__Instruction__
From the items below, output word for word the lines beginning at the one that contains "Scan the image provided and answer: is any bird present?" and ending after the one that contains "xmin=165 ymin=86 xmax=287 ymax=379", both included.

__Supplied material__

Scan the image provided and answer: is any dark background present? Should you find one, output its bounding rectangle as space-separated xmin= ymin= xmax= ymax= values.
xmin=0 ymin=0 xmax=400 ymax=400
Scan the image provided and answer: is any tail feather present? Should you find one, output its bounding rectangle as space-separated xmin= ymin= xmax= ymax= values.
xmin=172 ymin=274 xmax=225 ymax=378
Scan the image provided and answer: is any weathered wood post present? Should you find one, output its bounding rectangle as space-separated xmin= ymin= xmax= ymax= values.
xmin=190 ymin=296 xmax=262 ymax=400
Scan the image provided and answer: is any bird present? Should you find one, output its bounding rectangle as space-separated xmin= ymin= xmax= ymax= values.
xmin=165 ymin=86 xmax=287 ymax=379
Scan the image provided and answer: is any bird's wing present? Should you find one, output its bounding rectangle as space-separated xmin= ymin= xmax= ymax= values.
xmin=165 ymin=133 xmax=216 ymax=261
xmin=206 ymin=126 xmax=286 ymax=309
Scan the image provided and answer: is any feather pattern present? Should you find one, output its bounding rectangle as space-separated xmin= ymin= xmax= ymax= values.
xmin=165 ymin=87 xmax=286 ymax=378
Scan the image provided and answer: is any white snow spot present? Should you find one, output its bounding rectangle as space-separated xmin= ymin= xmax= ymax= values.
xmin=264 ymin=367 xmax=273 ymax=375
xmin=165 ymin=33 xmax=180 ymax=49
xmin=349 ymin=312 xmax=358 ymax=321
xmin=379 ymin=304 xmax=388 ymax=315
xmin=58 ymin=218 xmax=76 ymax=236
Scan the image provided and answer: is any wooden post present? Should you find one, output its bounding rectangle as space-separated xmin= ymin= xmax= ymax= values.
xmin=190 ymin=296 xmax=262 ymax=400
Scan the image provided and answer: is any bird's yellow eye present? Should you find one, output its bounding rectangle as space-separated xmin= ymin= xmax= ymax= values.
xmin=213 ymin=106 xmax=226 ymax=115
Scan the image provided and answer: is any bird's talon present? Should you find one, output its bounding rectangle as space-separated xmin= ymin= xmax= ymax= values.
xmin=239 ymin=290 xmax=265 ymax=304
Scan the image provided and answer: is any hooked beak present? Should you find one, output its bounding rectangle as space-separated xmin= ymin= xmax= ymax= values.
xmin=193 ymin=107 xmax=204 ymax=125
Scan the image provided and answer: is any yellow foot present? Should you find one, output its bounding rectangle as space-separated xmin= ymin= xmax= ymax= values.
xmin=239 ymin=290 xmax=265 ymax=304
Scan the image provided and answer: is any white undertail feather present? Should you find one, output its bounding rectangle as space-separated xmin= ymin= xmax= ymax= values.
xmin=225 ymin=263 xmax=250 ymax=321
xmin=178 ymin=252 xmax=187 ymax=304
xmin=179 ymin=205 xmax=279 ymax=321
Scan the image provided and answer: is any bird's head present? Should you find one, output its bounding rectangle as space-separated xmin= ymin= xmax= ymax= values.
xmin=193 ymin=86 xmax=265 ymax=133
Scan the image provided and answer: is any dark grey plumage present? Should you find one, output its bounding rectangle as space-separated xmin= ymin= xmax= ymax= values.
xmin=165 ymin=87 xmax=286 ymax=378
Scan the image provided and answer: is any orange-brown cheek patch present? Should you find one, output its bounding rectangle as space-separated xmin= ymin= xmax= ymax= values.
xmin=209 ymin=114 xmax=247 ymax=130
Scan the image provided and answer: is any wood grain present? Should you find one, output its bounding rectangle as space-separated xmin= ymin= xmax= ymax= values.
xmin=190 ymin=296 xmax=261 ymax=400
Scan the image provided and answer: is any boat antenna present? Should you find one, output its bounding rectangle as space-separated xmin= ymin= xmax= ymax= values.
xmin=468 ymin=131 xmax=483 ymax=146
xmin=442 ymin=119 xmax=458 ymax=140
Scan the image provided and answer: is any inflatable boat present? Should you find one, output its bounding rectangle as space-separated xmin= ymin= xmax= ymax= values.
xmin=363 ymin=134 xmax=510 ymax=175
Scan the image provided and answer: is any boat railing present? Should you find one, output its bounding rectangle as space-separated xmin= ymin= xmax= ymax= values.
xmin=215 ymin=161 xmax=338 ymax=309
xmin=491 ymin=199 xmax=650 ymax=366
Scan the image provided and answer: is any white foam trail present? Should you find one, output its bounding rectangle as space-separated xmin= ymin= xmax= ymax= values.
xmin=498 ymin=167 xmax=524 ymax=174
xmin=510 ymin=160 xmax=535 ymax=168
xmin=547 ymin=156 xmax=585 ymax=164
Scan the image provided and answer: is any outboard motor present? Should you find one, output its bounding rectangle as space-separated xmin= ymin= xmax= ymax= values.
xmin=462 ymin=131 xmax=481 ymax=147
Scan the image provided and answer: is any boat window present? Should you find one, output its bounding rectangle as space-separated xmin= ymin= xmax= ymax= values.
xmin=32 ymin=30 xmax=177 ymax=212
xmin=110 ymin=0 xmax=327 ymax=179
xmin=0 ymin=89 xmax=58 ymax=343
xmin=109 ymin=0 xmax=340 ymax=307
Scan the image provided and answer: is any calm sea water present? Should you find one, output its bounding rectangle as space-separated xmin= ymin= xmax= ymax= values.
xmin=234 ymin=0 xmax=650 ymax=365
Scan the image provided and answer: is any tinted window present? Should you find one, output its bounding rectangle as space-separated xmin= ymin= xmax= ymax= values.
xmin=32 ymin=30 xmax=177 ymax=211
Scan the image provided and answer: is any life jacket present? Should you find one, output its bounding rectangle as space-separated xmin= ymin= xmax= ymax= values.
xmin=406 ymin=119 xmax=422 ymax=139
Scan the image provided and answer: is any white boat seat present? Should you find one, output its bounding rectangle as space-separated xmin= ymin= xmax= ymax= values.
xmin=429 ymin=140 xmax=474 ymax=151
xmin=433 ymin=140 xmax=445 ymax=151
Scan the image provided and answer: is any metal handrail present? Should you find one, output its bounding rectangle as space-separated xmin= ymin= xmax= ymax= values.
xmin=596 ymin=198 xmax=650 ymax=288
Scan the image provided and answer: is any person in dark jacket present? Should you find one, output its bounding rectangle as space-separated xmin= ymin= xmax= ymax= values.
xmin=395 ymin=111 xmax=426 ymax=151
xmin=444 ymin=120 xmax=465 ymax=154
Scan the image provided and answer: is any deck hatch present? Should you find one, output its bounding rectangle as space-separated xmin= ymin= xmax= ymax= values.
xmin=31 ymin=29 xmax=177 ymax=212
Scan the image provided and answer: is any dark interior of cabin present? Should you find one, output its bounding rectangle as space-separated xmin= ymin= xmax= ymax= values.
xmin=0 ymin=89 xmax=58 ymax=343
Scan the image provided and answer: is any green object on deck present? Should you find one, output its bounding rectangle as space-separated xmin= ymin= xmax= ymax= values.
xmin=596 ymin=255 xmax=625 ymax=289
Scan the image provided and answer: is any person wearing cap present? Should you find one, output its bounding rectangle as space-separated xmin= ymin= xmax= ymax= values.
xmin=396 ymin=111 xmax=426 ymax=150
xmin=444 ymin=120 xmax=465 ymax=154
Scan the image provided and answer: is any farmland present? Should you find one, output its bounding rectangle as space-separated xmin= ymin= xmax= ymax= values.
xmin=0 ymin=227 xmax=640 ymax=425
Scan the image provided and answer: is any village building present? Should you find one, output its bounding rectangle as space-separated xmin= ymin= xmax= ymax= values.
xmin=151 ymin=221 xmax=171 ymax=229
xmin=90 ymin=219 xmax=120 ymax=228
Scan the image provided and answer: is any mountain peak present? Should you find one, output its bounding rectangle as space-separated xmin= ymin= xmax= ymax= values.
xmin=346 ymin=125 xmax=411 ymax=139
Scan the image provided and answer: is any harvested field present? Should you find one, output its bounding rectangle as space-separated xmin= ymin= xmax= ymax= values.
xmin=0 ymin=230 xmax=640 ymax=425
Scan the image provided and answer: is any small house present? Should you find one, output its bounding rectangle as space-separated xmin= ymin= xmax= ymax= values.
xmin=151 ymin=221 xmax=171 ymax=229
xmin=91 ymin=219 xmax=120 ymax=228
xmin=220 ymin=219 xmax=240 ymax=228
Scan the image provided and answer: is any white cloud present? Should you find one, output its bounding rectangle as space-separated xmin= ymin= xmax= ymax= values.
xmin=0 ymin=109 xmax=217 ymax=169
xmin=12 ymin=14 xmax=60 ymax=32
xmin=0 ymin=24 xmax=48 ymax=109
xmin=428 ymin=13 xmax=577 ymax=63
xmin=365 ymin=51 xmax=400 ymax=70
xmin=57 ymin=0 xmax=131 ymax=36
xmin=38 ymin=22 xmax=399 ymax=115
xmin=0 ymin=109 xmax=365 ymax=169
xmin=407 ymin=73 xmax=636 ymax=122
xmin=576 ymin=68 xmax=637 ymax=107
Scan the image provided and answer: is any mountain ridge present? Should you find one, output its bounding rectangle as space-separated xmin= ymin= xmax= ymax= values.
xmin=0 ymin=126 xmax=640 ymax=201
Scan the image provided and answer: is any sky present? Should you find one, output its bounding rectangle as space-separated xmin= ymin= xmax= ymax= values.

__Output for this exercise__
Scan the image provided and answer: is any bird present? Should you find one, output its bounding rectangle as space-separated xmin= ymin= xmax= ymax= values.
xmin=165 ymin=86 xmax=287 ymax=379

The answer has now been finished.